_Exercise directions_
Take the data that follows and retype it word for word.
++++++++++
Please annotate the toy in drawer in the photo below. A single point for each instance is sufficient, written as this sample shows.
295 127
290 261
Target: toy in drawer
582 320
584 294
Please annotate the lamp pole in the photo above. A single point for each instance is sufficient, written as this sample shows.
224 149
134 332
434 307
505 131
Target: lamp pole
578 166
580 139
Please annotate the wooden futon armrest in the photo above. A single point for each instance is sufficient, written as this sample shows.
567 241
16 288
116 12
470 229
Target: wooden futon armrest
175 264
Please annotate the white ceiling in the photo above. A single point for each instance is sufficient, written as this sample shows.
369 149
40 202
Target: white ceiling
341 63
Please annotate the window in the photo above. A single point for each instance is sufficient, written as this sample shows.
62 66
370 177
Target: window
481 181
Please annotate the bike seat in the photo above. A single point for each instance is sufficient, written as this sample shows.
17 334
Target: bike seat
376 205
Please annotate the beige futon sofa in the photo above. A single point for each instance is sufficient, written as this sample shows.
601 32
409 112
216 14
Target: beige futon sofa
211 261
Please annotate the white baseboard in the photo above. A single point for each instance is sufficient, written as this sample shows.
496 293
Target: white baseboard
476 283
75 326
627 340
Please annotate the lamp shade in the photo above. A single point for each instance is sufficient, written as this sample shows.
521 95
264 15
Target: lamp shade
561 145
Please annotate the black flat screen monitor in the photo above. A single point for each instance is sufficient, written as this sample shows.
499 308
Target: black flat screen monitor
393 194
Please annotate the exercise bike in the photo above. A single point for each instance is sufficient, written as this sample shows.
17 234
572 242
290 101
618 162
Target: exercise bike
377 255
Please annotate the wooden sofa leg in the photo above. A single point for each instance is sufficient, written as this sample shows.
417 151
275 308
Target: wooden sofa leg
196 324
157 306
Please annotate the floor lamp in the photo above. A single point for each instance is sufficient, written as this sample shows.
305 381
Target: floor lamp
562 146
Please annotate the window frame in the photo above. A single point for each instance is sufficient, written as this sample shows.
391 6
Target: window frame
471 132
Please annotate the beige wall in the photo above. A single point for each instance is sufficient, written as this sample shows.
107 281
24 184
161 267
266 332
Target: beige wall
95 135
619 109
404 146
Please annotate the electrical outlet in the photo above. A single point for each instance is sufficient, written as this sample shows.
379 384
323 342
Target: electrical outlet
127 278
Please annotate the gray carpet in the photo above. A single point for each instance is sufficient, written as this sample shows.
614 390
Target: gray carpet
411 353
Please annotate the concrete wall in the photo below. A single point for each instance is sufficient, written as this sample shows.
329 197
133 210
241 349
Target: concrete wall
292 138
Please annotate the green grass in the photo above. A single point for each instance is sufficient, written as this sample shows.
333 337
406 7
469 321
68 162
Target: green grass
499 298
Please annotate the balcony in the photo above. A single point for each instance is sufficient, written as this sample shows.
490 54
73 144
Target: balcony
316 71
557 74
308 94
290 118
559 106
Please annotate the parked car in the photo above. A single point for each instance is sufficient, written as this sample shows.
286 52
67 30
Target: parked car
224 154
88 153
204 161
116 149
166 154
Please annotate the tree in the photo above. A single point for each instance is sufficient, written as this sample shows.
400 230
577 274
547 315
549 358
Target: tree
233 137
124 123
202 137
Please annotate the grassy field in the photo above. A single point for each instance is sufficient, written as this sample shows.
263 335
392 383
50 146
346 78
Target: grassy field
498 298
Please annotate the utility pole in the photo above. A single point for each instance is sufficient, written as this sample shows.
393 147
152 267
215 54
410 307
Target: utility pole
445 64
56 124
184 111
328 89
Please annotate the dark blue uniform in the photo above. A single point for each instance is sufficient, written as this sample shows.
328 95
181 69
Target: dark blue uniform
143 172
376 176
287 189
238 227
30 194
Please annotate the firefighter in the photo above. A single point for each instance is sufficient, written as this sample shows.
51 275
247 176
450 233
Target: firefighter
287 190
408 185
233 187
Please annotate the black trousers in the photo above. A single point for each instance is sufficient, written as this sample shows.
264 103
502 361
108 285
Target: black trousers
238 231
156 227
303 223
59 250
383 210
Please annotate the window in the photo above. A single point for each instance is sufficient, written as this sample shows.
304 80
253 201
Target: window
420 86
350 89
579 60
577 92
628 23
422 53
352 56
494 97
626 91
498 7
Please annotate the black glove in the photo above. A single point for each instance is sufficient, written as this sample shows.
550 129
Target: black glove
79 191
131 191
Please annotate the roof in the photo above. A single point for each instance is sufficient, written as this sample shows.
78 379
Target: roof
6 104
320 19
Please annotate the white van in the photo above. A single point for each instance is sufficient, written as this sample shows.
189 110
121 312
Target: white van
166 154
++++++++++
_Written response_
Please annotate the toy in drawer in the photo below. A single point for each instance is sufficient, written as this sample shows.
295 127
290 261
Target: toy in drawer
582 320
584 294
Please annotate the lamp pole in the photo above. A single point for each instance is sufficient, written as this sample shows.
224 149
134 332
434 307
505 131
Target: lamp pole
578 166
580 139
Please annotate the wooden futon armrest in the photo above. A single point for each instance is sufficient, written as this sample shows.
567 241
16 288
116 12
470 229
Target: wooden futon armrest
175 264
Please annotate the white ceiling in the photo above. A single point for each instance is sufficient, written as this sample shows.
369 149
40 202
Target: white ceiling
341 63
Please annotate the window in the photo above. A single point for each instance is sufficient, written as this sample shows.
62 66
370 177
Target: window
481 181
Please annotate the bike seat in the photo above. A single point for each instance is sufficient, written as this sample shows.
17 334
Target: bike seat
376 205
Please annotate the beige futon sofa in the photo above. A single point for each instance is sufficient, written as this sample shows.
601 32
409 112
216 14
Target: beige futon sofa
211 261
Please annotate the white baseboard in the photo above. A single point for each instance is sufficient, written as this sample shows.
496 293
Target: white baseboard
476 283
75 326
627 340
Please annotate the lamp shade in the photo above. A single point for each instance is sufficient, written as this sample shows.
521 95
264 15
Target: lamp shade
561 145
Please annotate the black flat screen monitor in the photo above. A single point for each instance is sufficient, written as this sample shows.
499 308
Target: black flat screen monitor
393 194
Please annotate the exercise bike in the photo above. A single point for each instance is sufficient, written as this sample shows.
17 234
572 242
290 101
618 162
Target: exercise bike
377 255
Please annotate the wooden sofa leg in the photo above. A single point for each instance is sufficient, written as this sample shows.
417 151
275 308
Target: wooden sofa leg
196 324
157 306
Please annotate the floor lamp in the photo above. A single point for each instance is sufficient, written as this sample shows.
305 381
Target: floor lamp
562 146
Please annotate the window frame in the photo above. A single point for each instance is sufficient, written as this sample shows.
391 6
Target: window frame
471 132
Please annotate the beige wall in the photo above. A single point for each instance is sufficient, written as this sample shows.
107 281
24 184
161 267
266 332
Target: beige wall
95 135
619 109
404 146
Please annotate the electrical outlet in the photo above. A single point for each instance is sufficient, written as this sample shows.
379 384
323 342
Target: electrical outlet
127 278
Please annotate the gray carpet in the photo above. A single point for each instance is sufficient, written as this sample shows.
614 390
Target: gray carpet
411 353
Please annotate the concrete wall in the photo below. A single point for each instance is sufficient, written as this sample shows.
329 197
133 210
241 349
Target: concrete wall
292 138
Please annotate the green grass in the photo above. A single point for each instance is sufficient, written as this sample shows.
333 337
406 7
469 321
68 162
Target: green grass
499 298
Please annotate the balcony in the photo above. A single point for each instance is sufficient, written as this sample shows.
490 54
73 144
Target: balcony
316 71
557 74
308 94
290 118
559 106
Please annotate the parked car in the photo above. A single point for each instance is sufficient, written as this sample shows.
286 52
67 30
Target: parked car
224 154
88 153
204 161
116 149
166 154
Please annotate the tree in the photo above. A single point for each instance is sufficient, written as this sample shows.
400 230
577 274
547 315
549 358
Target: tree
233 137
124 123
202 137
Please annotate the grassy field in the photo above. A single point for each instance is sufficient, written as this sample shows.
263 335
392 383
50 146
346 78
Target: grassy field
498 298
Please annotate the utility pole in the photo above. A single point for each instance is sufficient, written as this sample shows.
393 147
152 267
215 54
410 307
Target: utility pole
445 64
56 124
184 111
328 89
Please annotate the dark blue uniform in the photo above. A single point for each instance is sufficient, written as this sample shows.
328 95
181 69
Target: dark blue uniform
143 172
376 176
287 189
238 227
30 194
Please annotate the firefighter in the photo above. A single point for each instance is sufficient, written as this sample shows.
51 275
247 176
450 233
Target: firefighter
287 190
408 185
233 187
Please annotate the black trousers in the photo above. A single point for each instance is sufficient, written as this sample shows.
264 103
502 361
108 285
Target: black trousers
238 231
156 227
303 223
59 250
383 210
Please annotate the window in the photo above. A single point for each instance is sufficient, written as this sample shows.
304 80
253 201
Target: window
420 86
350 89
579 60
577 92
628 23
422 53
352 56
494 97
626 91
498 7
Please annotate the black glove in the photo above. A single point for each instance is sufficient, written as this sample shows.
550 129
Target: black glove
79 191
131 191
Please annotate the roof in the photo above. A single point for each instance is sufficient, written as this sample shows.
78 379
Target: roof
6 104
320 19
Please annotate the white van in the photo above. A single point for each instance is sufficient, written as this sample shows.
189 110
121 312
Target: white van
166 154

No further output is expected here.